#### [WHAT THIS TASK INVOLVES]
Reproduce every entry exactly as shown.

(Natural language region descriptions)
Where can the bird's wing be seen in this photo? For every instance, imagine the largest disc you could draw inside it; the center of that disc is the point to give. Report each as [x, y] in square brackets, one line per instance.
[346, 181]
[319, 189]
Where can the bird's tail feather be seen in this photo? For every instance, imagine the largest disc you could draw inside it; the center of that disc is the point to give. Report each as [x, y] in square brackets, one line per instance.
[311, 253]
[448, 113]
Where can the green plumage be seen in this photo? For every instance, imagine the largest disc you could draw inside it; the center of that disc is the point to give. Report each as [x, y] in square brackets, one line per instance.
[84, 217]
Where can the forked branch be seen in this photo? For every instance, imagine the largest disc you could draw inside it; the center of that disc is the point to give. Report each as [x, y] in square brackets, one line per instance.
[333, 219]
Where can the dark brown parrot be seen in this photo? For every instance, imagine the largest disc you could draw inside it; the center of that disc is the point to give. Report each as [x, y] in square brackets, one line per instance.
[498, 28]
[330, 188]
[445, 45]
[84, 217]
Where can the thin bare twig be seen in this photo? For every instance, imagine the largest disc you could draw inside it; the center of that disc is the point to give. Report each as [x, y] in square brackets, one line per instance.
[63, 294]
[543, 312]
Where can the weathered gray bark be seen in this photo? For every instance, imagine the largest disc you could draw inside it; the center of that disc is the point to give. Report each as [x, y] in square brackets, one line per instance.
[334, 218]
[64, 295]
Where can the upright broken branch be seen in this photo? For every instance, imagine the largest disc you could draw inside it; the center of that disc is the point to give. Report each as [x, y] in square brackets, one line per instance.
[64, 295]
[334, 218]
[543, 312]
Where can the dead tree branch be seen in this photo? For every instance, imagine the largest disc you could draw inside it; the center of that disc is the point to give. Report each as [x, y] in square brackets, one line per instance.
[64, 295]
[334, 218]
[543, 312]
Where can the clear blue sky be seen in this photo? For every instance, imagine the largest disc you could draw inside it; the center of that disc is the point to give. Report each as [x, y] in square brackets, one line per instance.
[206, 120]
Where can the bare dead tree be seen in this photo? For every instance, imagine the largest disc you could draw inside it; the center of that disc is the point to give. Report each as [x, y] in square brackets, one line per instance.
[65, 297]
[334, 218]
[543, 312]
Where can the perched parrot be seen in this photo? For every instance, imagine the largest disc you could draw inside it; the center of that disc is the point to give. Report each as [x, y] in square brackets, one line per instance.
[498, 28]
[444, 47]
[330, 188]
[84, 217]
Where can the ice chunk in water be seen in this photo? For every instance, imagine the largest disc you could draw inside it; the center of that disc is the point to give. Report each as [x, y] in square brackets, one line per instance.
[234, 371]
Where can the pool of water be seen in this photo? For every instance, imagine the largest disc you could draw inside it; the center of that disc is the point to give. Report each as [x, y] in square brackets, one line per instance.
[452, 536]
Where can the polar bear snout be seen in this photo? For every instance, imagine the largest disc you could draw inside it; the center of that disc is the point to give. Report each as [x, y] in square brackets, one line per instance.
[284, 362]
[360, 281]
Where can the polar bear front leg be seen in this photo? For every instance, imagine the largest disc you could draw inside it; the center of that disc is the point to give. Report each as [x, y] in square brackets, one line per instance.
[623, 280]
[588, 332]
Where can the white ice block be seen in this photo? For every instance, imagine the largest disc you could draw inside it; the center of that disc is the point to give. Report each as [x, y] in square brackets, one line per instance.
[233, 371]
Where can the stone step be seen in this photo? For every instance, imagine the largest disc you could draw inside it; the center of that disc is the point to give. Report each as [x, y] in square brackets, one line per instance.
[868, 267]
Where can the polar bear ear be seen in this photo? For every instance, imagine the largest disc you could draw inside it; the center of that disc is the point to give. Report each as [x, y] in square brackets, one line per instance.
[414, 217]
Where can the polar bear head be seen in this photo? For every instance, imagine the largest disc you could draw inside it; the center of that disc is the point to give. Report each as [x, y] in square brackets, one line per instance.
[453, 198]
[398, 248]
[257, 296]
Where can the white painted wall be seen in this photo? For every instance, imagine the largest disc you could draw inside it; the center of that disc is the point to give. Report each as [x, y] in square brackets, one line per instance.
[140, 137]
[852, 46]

#### [EXERCISE RESPONSE]
Where can the bird's wing be seen in this photo? For every instance, imagine the largest disc you could draw inside it; the center of that disc is the point to give. Report each as [x, y] in square brackets, one line per instance.
[346, 181]
[319, 189]
Where can the bird's tail feather be seen in this photo? For every instance, imagine the largest disc you could draw inside it; the center of that disc is the point to give. Report each as [x, y] in square brackets, one line per instance.
[311, 253]
[448, 113]
Where can the green plumage be seen in this photo? For every instance, imagine the largest disc you could draw inside it; the center of that disc is the point to give. Report each as [x, y] in square brackets, one line per instance.
[84, 217]
Where can the forked branch be seen in this photo? For every instance, imagine the largest disc you could draw inside it; the center of that disc is the point to give. Report each as [x, y] in square brackets, one line per instance.
[333, 219]
Where can the dark brown parrot be seen in this photo? For every instance, imagine the largest disc you could draw inside it; the center of that disc is the point to give. Report each as [x, y] in square brackets, one line per instance.
[498, 28]
[330, 188]
[445, 45]
[84, 217]
Where can the thin bare twig be seen in this photo? For every instance, imagine the largest disc you could draw inside it; the center of that disc is the point to give. Report each as [x, y] in square brackets, one line per instance.
[63, 294]
[543, 312]
Where can the weathered gray bark be seen in this photo? For every instance, imagine the largest disc you could draw inside it; the center of that disc is the point to give. Report each as [x, y] in square brackets, one line per instance.
[334, 218]
[64, 295]
Where can the upright broken branch be seen in this photo? For every instance, imagine the largest disc you could draw inside it; the center of that disc is the point to give. Report each as [x, y] in square brackets, one line per instance.
[64, 295]
[334, 218]
[543, 312]
Where can the dead tree branch be seen in this photo? For every instance, imagine the largest disc you could draw inside it; the center of that disc is the point to give. Report each as [x, y] in square brackets, one line per instance.
[64, 295]
[334, 218]
[543, 312]
Where can the clear blue sky be seen in this photo? For every instance, imagine the largest disc you could draw inside it; the center of that disc is the point to give. Report each as [x, y] in square brackets, one line per instance.
[206, 120]
Where can the bare dead tree be seen in this photo? For every instance, imagine the largest disc you could draw inside it; the center of that disc is the point to give. Report each as [x, y] in square brackets, one line per instance.
[65, 297]
[334, 218]
[543, 312]
Where can the perched parrot be seen in this photo? For every instance, imagine the largest disc you could draw inside it; the center of that disc is the point to give. Report each as [x, y] in square brackets, one line per instance.
[498, 28]
[444, 47]
[330, 188]
[84, 217]
Where can the ice chunk in water be seen in this photo? For every instance, imagine the largest disc you could draw inside it; the center of that disc is the point to give. Report each as [x, y] in square brackets, one line per instance.
[234, 371]
Where can the pool of water be seen in this photo? For every instance, imagine the largest disc you could draw inside it; the center of that disc is the point to give. Report each as [x, y] in square brackets, one line per instance.
[452, 536]
Where can the polar bear snout be seen in this photo? For every instance, imagine the largest disc you could draw inside it; the center of that disc is the point to give. Report each as [x, y] in square brackets, one line per instance.
[284, 362]
[360, 281]
Where can the polar bear front leg be seen in this photo? For every instance, imagine the largest disc you could draw inside it; the center of that disc is the point to give. Report each as [x, y] in square brackets, one line per instance.
[623, 280]
[588, 332]
Where can the white ice block be seen in this photo? For every instance, imagine the largest disc you could draw inside it; the center of that disc is the point to give. Report each as [x, y] in square brackets, one line per instance.
[233, 371]
Where can the stone step be seen in this photo? For every instance, imagine the largest disc you could draw inside it; the center of that disc is the point to give. Report each as [x, y] in square brackets, one line per instance.
[868, 267]
Where can the polar bear ear be seen in this photo? For every instance, imagine the largest disc you could draw inside it; the center of that disc is the point to give. Report each as [x, y] in square brackets, one line per instance.
[414, 217]
Where can the polar bear head be seen in this photo? For every instance, imagine the largest disc you could draw inside it; the center of that disc is the point to give. Report each as [x, y] in square brackets, one line per instance.
[453, 198]
[398, 248]
[257, 296]
Where can the white painted wall be seen in this photo? For every instance, imagine the largest disc you could draw inside it; the center of that disc is the point to give. Report each as [x, y] in square brackets, one line per instance.
[140, 137]
[852, 46]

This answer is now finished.